Task to complete: For the listing below, report all lines that hold the word "tree".

Records for the exercise section start

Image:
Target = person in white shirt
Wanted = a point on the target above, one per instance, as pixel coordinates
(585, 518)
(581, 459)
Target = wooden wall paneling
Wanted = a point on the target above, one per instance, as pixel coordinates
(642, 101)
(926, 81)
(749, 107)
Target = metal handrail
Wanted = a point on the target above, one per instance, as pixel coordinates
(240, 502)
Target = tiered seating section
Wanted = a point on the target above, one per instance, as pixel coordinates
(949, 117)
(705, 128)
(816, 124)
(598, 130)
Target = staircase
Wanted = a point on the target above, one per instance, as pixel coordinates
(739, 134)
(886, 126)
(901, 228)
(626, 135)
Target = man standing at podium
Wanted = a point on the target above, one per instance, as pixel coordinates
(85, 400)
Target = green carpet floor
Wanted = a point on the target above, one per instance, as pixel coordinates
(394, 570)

Records for the exercise section end
Records for the exercise section start

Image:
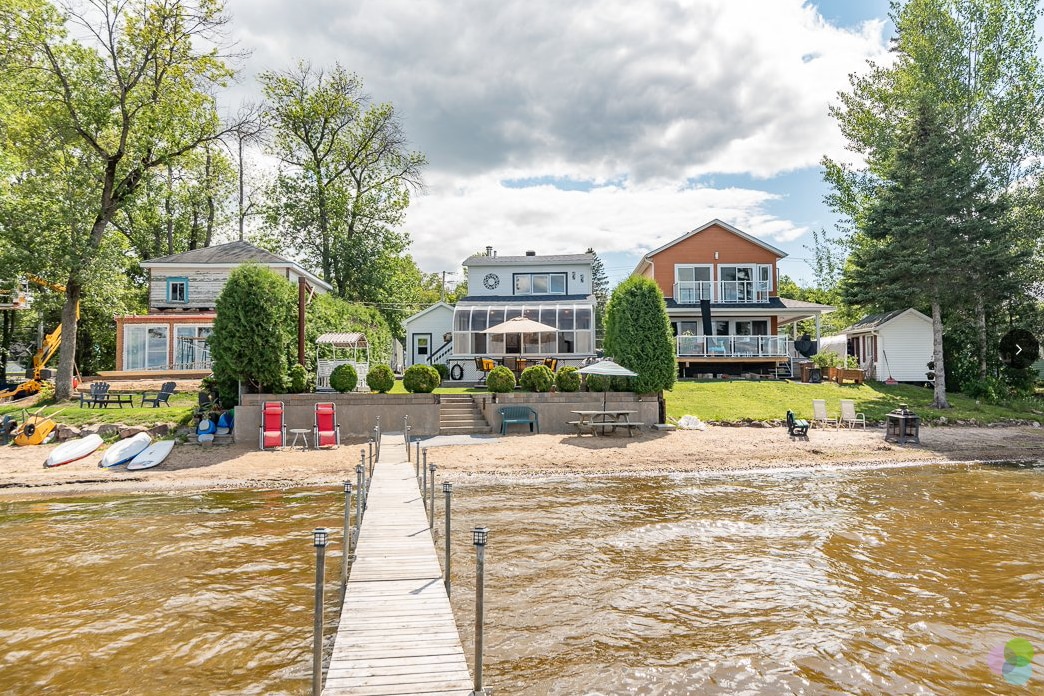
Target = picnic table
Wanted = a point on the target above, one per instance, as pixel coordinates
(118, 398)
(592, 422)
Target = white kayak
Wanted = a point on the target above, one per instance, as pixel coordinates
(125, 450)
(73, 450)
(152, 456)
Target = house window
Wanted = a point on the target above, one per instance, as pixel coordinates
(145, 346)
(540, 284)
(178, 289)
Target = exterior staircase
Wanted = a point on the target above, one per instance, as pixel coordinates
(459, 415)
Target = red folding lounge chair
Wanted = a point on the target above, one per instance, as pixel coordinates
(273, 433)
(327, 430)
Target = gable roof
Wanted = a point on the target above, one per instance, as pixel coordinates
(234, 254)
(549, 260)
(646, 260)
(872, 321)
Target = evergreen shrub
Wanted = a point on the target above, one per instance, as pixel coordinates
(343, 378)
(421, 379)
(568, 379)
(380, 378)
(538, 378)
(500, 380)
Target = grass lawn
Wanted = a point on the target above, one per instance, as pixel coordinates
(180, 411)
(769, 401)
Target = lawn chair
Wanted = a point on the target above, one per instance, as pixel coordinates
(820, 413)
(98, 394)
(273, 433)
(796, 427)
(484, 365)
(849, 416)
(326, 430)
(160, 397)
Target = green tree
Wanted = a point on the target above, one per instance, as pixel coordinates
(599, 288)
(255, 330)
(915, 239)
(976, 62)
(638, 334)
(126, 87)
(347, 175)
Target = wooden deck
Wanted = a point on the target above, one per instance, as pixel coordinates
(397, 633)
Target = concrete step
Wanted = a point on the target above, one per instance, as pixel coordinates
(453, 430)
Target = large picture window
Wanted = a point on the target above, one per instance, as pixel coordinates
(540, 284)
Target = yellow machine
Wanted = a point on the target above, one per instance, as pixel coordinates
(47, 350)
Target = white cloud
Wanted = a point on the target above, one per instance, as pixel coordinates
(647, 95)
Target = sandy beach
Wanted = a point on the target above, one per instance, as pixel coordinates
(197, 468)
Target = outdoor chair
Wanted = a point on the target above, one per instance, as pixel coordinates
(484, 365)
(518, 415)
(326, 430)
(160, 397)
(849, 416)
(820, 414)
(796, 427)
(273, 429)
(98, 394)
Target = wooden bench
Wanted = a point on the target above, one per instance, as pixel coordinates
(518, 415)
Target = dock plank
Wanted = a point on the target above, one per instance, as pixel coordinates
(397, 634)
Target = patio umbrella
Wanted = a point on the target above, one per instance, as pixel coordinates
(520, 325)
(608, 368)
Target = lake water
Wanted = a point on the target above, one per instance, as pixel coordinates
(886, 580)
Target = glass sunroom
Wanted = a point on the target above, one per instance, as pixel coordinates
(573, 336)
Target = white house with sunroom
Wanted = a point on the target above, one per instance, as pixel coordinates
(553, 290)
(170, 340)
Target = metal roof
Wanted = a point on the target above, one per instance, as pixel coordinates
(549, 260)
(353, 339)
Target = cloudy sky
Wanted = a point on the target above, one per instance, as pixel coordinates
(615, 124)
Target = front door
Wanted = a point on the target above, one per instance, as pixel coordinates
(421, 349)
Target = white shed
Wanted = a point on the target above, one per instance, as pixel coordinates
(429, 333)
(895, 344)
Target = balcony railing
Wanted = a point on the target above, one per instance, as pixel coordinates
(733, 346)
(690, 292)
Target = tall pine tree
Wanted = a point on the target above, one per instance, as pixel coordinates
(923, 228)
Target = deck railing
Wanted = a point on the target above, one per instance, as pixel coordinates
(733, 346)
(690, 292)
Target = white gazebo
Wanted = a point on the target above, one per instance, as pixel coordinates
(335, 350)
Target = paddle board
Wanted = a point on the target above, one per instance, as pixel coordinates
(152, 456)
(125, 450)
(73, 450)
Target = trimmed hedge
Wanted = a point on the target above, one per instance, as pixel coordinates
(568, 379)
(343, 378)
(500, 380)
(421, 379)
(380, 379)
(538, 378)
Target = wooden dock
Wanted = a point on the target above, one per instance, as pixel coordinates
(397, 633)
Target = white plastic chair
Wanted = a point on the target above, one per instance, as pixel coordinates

Records for the exercise section end

Task answer:
Target = green tree
Target = tall pine tree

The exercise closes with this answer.